§ **Directions**: Output exactly the span of lines beginning with the one that holds "the specified rocky" and ending with the last line of the data below.

§ **Free-text object descriptions**:
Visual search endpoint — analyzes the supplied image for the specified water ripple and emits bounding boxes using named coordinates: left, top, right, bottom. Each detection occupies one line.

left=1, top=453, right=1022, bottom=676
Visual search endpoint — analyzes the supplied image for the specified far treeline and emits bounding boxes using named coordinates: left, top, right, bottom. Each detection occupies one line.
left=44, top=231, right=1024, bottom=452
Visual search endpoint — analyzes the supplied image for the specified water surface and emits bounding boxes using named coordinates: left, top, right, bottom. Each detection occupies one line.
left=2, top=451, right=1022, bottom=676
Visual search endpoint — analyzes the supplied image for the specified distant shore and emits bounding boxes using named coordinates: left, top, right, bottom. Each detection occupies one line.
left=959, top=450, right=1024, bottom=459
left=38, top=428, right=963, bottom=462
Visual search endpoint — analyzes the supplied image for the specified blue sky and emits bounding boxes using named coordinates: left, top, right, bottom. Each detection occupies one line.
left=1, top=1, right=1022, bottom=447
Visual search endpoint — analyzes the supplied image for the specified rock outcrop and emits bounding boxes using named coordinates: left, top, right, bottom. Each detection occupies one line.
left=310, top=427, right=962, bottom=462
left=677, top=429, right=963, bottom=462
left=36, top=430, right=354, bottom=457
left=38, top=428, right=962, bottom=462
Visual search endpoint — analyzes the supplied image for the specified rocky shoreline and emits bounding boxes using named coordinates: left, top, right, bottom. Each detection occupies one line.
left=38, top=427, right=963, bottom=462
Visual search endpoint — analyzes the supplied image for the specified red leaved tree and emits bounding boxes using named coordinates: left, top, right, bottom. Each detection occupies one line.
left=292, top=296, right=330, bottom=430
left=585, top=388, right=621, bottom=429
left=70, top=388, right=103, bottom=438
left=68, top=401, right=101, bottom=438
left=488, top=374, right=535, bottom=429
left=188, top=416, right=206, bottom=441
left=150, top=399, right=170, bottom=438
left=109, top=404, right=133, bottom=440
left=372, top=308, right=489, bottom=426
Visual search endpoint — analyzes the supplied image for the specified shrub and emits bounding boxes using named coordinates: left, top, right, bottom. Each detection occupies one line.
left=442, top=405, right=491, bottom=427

§ **Reply to the exercise**:
Visual search endpoint — analyzes the supplied image for the specified rocky shoreline and emits bounding boxes using named coordinates: left, top, right, bottom. Each detection occupies one line.
left=38, top=427, right=963, bottom=462
Visual search endpoint — analyzes the supplied image for the specified red leaved tree and emits bounding boxes using named coordinates: left, top, right, bottom. Each detection occupies one line.
left=292, top=296, right=330, bottom=430
left=585, top=388, right=621, bottom=429
left=70, top=388, right=103, bottom=438
left=68, top=401, right=101, bottom=438
left=488, top=374, right=535, bottom=429
left=188, top=416, right=206, bottom=441
left=150, top=399, right=170, bottom=438
left=109, top=404, right=133, bottom=440
left=372, top=308, right=489, bottom=426
Visual search endpoint — analyzes the supplied image for the specified shrub and emits bounding boxes using named coordinates: left, top, right, bottom. Each detection occupies one line.
left=442, top=405, right=491, bottom=427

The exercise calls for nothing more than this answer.